▶ _Material to process_

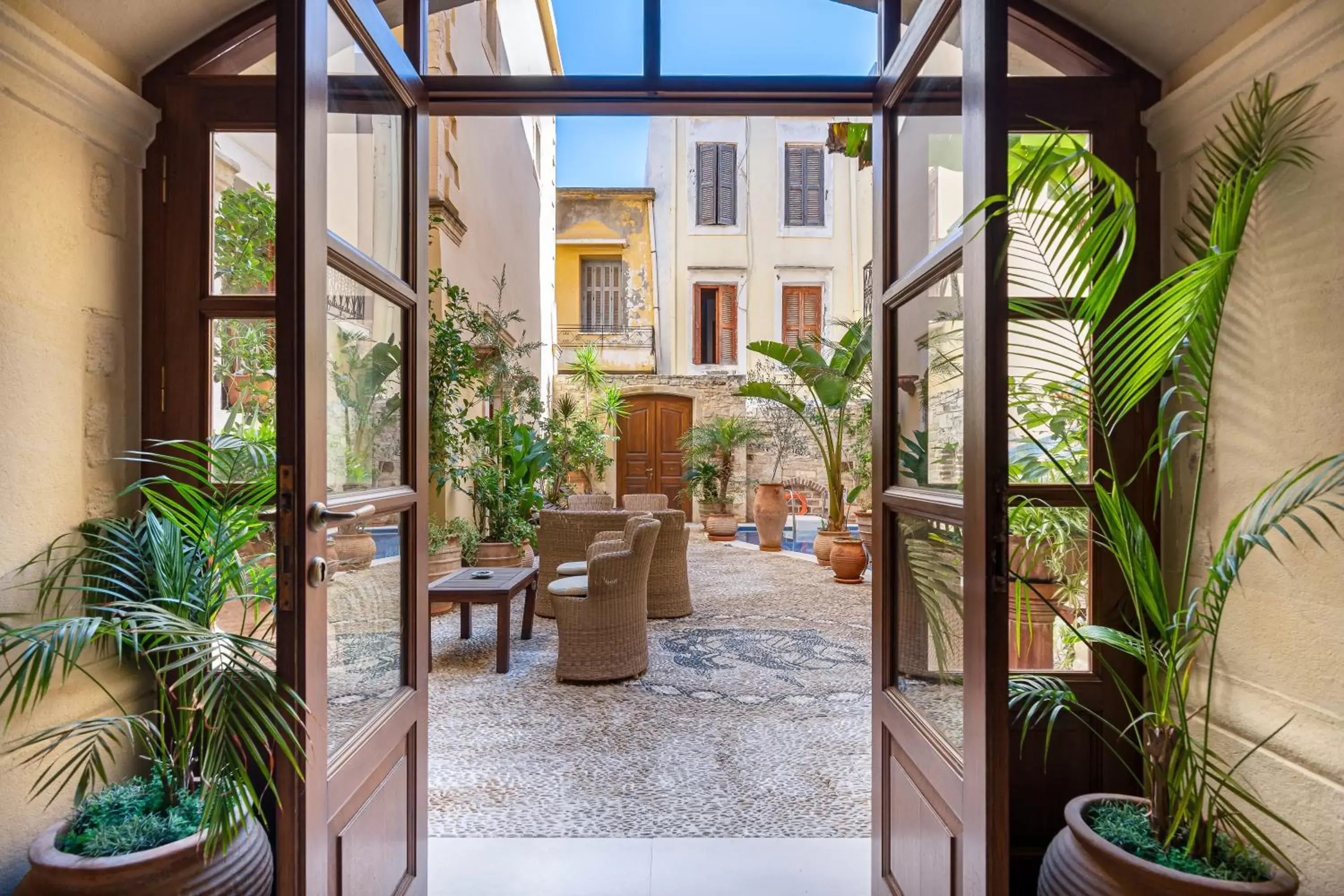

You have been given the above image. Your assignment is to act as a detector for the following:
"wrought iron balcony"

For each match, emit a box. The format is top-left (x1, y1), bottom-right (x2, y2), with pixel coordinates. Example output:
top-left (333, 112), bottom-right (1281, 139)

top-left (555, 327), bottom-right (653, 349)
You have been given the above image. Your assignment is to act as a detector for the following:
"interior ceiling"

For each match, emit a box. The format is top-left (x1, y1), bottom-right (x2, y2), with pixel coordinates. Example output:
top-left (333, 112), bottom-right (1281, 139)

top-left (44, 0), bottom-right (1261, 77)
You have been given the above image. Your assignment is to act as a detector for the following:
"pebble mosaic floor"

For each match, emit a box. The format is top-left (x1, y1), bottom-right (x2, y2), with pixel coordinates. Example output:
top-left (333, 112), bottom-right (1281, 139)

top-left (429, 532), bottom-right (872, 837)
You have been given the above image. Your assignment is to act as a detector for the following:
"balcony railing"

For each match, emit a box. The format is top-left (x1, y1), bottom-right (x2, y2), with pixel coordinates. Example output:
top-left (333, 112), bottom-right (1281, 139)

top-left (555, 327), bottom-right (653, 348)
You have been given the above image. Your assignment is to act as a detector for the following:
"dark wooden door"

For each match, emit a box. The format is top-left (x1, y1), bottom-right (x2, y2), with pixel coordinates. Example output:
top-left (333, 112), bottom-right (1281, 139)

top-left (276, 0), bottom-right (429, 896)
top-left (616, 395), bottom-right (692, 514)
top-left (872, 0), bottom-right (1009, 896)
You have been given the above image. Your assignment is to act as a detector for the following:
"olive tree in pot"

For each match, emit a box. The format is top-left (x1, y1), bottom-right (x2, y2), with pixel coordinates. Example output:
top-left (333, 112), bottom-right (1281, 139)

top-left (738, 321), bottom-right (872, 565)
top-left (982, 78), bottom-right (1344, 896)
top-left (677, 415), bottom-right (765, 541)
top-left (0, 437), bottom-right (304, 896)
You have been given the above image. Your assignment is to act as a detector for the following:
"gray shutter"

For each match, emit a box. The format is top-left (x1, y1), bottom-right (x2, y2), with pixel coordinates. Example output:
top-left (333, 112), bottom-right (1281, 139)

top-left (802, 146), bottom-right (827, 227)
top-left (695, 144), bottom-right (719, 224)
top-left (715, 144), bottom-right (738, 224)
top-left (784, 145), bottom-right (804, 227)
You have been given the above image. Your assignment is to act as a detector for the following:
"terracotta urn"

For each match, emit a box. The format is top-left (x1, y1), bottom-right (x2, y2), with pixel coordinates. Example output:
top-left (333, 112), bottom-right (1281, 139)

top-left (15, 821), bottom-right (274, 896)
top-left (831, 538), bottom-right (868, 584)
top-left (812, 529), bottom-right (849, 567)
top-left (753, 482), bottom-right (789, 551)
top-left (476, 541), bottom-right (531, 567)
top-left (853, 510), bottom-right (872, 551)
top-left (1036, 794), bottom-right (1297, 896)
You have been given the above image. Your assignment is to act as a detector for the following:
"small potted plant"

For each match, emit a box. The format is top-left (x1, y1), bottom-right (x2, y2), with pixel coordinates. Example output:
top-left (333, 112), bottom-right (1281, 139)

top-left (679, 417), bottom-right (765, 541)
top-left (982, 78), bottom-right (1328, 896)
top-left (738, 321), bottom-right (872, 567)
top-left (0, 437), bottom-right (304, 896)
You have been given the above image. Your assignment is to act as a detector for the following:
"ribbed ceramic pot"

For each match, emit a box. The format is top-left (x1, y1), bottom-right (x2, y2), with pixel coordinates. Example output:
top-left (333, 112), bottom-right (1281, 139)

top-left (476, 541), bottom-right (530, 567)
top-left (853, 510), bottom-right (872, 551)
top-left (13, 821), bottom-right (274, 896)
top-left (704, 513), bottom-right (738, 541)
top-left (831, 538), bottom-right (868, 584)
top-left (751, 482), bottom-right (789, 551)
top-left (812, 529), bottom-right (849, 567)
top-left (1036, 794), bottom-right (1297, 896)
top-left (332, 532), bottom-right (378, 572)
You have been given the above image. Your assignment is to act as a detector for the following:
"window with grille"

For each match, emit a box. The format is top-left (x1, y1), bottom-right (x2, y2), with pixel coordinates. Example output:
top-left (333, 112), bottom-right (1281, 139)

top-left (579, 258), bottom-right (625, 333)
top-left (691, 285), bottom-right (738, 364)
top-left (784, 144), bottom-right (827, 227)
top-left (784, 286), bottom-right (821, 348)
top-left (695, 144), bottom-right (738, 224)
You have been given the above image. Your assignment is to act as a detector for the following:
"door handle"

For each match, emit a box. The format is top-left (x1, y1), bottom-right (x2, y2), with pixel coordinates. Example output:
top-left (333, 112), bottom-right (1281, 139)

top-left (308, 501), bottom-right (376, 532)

▶ _Problem description_
Please collect every line of the records above that contains the word "balcony", treating uppercase and lowercase as different.

▶ _Task response_
"wrought iron balcony"
"balcony railing"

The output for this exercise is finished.